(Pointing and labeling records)
──────────

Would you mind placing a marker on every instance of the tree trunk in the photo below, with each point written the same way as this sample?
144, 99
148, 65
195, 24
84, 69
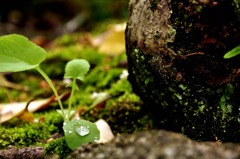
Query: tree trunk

──────────

* **Stated exercise**:
Copy the records above line for line, leaving out the pictures.

* **Answer to this exercise**:
Would you mind placing a marker on every instance of the tree trunk in the photo below, with each point written the same way as this sample?
144, 99
148, 65
195, 24
84, 69
Query: tree trunk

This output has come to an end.